# Text to read
Saturday, March 3, 2018

Anna Högberg: Interview


Swedish sax player Anna Högberg returns this year with several strong releases. The leader of the sextet Attack has just released new albums with her power trio Doglife and the free jazz quartet Se och Hör, augmented now by guest vibes player Mattias Ståhl, and planning to release later this year the sophomore album of Attack and a debut solo sax album.

What is it about Anna Högberg Attack that made its debut album so successful? What was the secret sauce?

It really became a great record and I'm so happy that it has spread around the world. I would never have guessed. We recorded it during two cold days in November 2015 in Stockholm at Studio Pannhuset, a simple one room studio together with Joel Danell. The owner of this place passed away suddenly and way too young just before this. So our album was one of the last to be recorded there. So because of the tragic circumstances it was a really special and respectful atmosphere in the studio. We had two days there and one of the musicians had a newborn baby wanting our attention, so we didn't do that many takes of each song and it felt very fresh and focused when we played. The recordings are mixed by me and Henrik Alsér in my living room in Gothenburg, because it would have been too expensive to do the mixing in a studio. Alsér also mastered it at Svenska Grammofon Studion. So, the mix of putting together musicians you really want to play with, some ideas of songs to play and then some great sound and mixing where you can even hear the atmosphere in the room, could be a lead for the secret sauce.

What will come next from Anna Högberg Attack? Where does the group go after  such a statement, such amounts of sheer power and all kinds of emotions?

# Set of tasks
1) Answer these questions from the interview, one line each:
(a) What is the name of Anna Högberg's power trio?
(b) In which studio was the debut album of Anna Högberg Attack recorded?
(c) Who mastered that album?
2) Write out the part of the interview starting at "Saturday, March 3, 2018" and ending at "the secret sauce?", renaming "Doglife" to "Dog Life".

# Recorded data
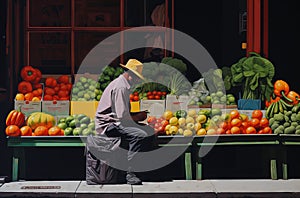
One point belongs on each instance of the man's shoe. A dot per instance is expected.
(132, 179)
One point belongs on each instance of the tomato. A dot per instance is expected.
(267, 130)
(234, 114)
(151, 119)
(264, 122)
(164, 123)
(251, 130)
(160, 119)
(220, 131)
(254, 122)
(157, 125)
(136, 98)
(149, 93)
(157, 97)
(257, 114)
(236, 122)
(235, 130)
(136, 93)
(223, 125)
(150, 97)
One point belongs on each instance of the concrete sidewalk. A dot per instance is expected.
(178, 188)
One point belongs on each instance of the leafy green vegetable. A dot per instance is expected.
(254, 74)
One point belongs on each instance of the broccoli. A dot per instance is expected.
(176, 63)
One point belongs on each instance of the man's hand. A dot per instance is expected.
(139, 116)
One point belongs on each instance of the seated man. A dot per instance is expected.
(113, 117)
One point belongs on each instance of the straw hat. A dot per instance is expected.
(135, 66)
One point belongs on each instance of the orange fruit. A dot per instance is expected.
(257, 114)
(234, 114)
(250, 130)
(235, 130)
(41, 131)
(26, 131)
(20, 96)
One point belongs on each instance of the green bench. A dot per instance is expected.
(275, 149)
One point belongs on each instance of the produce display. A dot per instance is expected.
(108, 74)
(210, 90)
(77, 124)
(209, 122)
(30, 87)
(85, 90)
(283, 109)
(254, 74)
(281, 115)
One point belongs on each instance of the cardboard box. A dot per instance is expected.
(174, 103)
(135, 106)
(88, 108)
(28, 107)
(155, 107)
(55, 108)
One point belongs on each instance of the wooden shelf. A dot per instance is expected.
(59, 34)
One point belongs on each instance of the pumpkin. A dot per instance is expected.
(26, 131)
(41, 131)
(40, 119)
(54, 131)
(15, 117)
(12, 130)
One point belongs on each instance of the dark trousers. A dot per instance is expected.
(137, 139)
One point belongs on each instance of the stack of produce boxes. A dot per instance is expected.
(30, 91)
(56, 97)
(84, 95)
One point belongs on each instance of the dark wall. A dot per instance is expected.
(284, 40)
(215, 25)
(5, 160)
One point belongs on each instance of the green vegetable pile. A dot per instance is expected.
(213, 80)
(108, 74)
(168, 75)
(254, 74)
(287, 122)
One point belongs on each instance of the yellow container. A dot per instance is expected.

# The answers
1)
(a) Doglife
(b) Studio Pannhuset in Stockholm
(c) Henrik Alsér

2)
Saturday, March 3, 2018

Anna Högberg: Interview


Swedish sax player Anna Högberg returns this year with several strong releases. The leader of the sextet Attack has just released new albums with her power trio Dog Life and the free jazz quartet Se och Hör, augmented now by guest vibes player Mattias Ståhl, and planning to release later this year the sophomore album of Attack and a debut solo sax album.

What is it about Anna Högberg Attack that made its debut album so successful? What was the secret sauce?